PROVIDED DATA start

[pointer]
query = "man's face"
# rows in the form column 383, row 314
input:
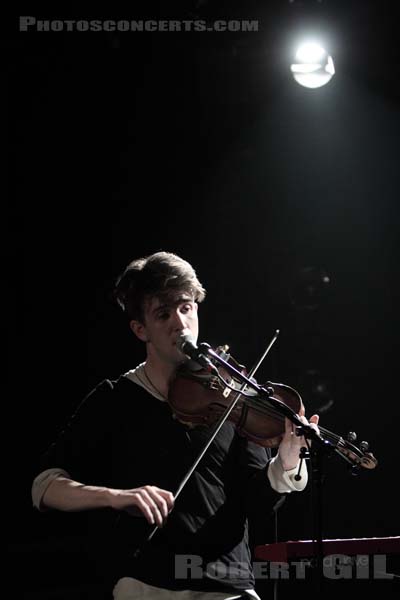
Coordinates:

PROVIDED DATA end

AIM -
Repeat the listing above word for word, leaving out the pictures.

RESULT OF THE EXERCISE -
[pointer]
query = "man's face"
# rows in the form column 383, row 314
input:
Coordinates:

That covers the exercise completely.